Passagem selecionada ::

A nova cena portuguesa: Filho da Mãe

por Pedro Salgado, de Lisboa

Arqueólogo de formação e detentor de uma herança punk ao serviço de bandas como If Lucy Fell e I Had Plans, Rui Carvalho adotou o nome artístico Filho da Mãe para o seu projeto solo ligado à guitarra clássica. De acordo com o músico, a opção foi contextual: “A minha relação com o instrumento é antiga, já tinha algumas canções preparadas e senti que podia fazer qualquer coisa solo. Isso coincidiu com o momento em que as bandas onde eu tocava deram uma pausa, tive essa disponibilidade e avancei”. O primeiro trabalho, “Palácio” (2011), revelou algum classicismo e referências ao mestre da guitarra portuguesa, Carlos Paredes, em temas como a medieval “Não Sei Desenhar Barcos”, e deu maior visibilidade ao projeto Filho da Mãe.

A edição recente de “Cabeça” e o hype que o disco e a sua figura têm gerado foi um dos pontos em foco da nossa conversa, numa esplanada do Jardim da Estrela, em Lisboa. “Normalmente, os elogios fazem-me muito bem, mas passados dois ou três dias já estou procurando outro tipo de referências para trabalhar”, diz. Do novo álbum, retiram-se elementos pictóricos, oníricos, atmosféricos, folk e rock que no seu conjunto habitam um trabalho propício a diversas interpretações. Para Rui Carvalho, o aspeto fundamental é a fruição do público em detrimento de leituras mais imediatas: “Acima de tudo, adoro que a música chegue às pessoas e lhes faça bem”.

Registos de dados ::

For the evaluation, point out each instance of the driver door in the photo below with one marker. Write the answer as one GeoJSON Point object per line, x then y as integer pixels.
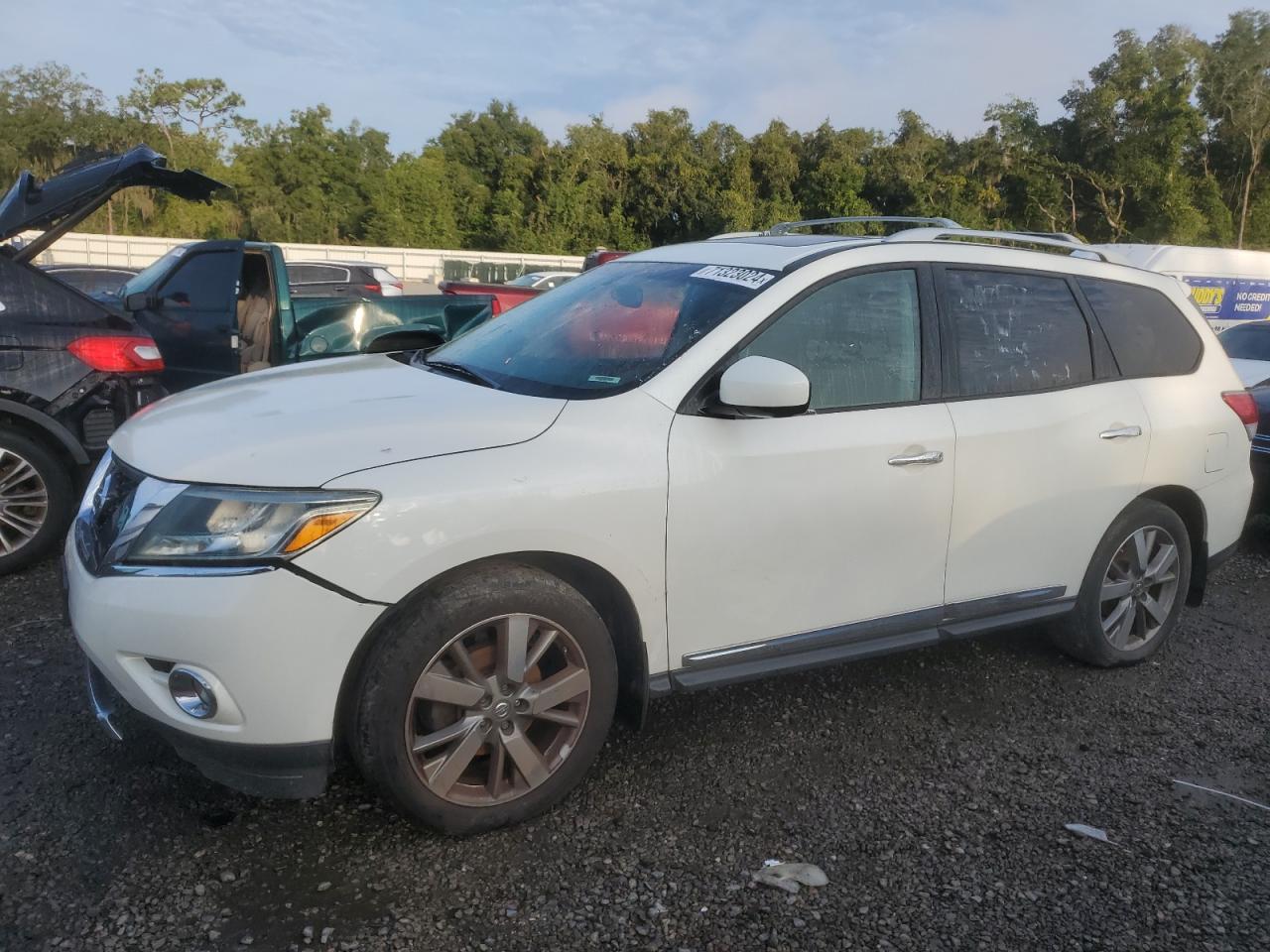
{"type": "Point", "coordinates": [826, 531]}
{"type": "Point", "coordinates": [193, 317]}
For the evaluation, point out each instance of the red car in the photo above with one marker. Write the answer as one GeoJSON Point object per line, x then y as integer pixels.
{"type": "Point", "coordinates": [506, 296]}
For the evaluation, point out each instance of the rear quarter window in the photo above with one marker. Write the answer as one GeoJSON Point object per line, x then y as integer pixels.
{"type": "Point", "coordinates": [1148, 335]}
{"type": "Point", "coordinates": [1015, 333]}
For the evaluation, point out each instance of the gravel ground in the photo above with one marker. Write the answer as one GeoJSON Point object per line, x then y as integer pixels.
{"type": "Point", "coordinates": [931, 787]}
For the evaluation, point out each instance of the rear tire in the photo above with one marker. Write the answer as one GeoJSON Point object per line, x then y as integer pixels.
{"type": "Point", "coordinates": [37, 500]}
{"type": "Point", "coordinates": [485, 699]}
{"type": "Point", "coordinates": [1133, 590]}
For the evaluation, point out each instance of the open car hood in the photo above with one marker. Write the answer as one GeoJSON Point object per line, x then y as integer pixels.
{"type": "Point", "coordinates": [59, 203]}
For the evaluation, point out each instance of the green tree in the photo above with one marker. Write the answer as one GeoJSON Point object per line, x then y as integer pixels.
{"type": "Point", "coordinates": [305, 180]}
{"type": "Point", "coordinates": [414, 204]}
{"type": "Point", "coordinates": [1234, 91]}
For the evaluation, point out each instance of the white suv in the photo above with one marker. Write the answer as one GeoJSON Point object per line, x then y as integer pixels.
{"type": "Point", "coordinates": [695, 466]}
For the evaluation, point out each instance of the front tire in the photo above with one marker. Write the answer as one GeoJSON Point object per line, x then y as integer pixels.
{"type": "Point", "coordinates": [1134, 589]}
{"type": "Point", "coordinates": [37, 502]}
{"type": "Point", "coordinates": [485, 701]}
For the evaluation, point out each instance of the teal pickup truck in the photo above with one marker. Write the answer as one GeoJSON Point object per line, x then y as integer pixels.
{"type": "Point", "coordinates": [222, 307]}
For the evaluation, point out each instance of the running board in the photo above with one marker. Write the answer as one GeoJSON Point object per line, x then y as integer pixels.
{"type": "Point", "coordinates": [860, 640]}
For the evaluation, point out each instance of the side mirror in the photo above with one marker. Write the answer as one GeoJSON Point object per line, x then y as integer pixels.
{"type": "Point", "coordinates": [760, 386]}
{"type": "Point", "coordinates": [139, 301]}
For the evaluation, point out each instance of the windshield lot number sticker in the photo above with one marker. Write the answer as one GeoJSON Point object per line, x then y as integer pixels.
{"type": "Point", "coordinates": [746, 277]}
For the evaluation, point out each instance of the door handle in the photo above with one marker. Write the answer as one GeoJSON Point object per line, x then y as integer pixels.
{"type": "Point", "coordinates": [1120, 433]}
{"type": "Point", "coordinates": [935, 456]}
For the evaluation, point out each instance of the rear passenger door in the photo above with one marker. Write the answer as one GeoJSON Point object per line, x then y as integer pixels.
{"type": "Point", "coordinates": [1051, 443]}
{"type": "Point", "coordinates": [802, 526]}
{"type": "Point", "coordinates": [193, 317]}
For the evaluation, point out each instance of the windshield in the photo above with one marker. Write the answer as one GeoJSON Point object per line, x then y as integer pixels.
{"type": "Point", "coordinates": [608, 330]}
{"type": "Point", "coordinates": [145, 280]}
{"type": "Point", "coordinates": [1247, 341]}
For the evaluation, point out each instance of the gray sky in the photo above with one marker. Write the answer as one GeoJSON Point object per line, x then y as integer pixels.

Enunciado do exercício 1 :: Reescreva o trecho do texto sobre o projeto Filho da Mãe desde "por Pedro Salgado, de" até "Filho da Mãe.", inclusive, substituindo "Arqueólogo" por "Historiador".
Enunciado do exercício 2 :: Indique apenas o número de linhas dos registos que contêm a palavra "windshield", tendo em conta a distinção entre maiúsculas e minúsculas.
Os registos não têm qualquer relação com o texto sobre o projeto Filho da Mãe.

Resposta à tarefa 1 ::
por Pedro Salgado, de Lisboa

Historiador de formação e detentor de uma herança punk ao serviço de bandas como If Lucy Fell e I Had Plans, Rui Carvalho adotou o nome artístico Filho da Mãe para o seu projeto solo ligado à guitarra clássica. De acordo com o músico, a opção foi contextual: “A minha relação com o instrumento é antiga, já tinha algumas canções preparadas e senti que podia fazer qualquer coisa solo. Isso coincidiu com o momento em que as bandas onde eu tocava deram uma pausa, tive essa disponibilidade e avancei”. O primeiro trabalho, “Palácio” (2011), revelou algum classicismo e referências ao mestre da guitarra portuguesa, Carlos Paredes, em temas como a medieval “Não Sei Desenhar Barcos”, e deu maior visibilidade ao projeto Filho da Mãe.

Resposta à tarefa 2 :: 2